List every line of the material that contains the string "fill", copying each such line in full. Matching is case-sensitive.

══════════

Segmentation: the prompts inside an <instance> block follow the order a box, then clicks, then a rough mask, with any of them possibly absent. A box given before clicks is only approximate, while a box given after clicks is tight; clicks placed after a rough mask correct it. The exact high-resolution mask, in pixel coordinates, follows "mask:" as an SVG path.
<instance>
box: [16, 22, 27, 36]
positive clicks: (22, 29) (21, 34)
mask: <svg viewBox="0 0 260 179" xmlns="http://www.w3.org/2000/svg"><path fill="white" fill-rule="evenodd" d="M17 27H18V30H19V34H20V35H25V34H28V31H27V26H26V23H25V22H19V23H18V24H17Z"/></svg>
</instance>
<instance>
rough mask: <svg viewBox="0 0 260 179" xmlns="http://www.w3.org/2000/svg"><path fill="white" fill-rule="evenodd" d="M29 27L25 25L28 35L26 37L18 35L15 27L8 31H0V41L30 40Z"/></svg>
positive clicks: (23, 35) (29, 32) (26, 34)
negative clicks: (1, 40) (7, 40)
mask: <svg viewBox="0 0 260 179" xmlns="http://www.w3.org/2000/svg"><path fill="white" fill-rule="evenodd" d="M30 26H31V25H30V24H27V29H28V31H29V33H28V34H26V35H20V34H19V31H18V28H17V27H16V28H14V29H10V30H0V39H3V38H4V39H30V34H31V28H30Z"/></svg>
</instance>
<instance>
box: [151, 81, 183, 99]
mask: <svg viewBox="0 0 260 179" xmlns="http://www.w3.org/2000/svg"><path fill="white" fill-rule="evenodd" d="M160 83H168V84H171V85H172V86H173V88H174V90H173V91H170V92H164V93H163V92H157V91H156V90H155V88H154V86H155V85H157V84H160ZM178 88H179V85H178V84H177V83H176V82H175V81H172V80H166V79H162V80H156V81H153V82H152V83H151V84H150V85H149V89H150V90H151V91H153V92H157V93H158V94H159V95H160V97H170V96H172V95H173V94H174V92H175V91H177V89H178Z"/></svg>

══════════

[Expected output]
mask: <svg viewBox="0 0 260 179" xmlns="http://www.w3.org/2000/svg"><path fill="white" fill-rule="evenodd" d="M17 27H18V30H19V34H20V35H25V34H28V31H27V26H26V23H25V22H19V23H18V24H17Z"/></svg>
rough mask: <svg viewBox="0 0 260 179" xmlns="http://www.w3.org/2000/svg"><path fill="white" fill-rule="evenodd" d="M29 27L25 25L28 35L26 37L18 35L15 27L8 31H0V41L30 40Z"/></svg>
mask: <svg viewBox="0 0 260 179" xmlns="http://www.w3.org/2000/svg"><path fill="white" fill-rule="evenodd" d="M30 26H31V25H30V24H27V29H28V31H29V33H28V34H26V35H20V34H19V31H18V28H17V27H16V28H14V29H10V30H0V39H3V38H4V39H30V34H31V28H30Z"/></svg>
mask: <svg viewBox="0 0 260 179" xmlns="http://www.w3.org/2000/svg"><path fill="white" fill-rule="evenodd" d="M160 83H168V84H171V85H172V86H173V88H174V90H173V91H170V92H164V93H163V92H157V91H156V90H155V88H154V86H155V85H157V84H160ZM178 88H179V85H178V84H177V83H176V82H175V81H172V80H166V79H162V80H156V81H153V82H152V83H151V84H150V85H149V89H150V90H151V91H153V92H157V93H158V94H159V95H160V97H170V96H172V95H173V94H174V92H175V91H177V89H178Z"/></svg>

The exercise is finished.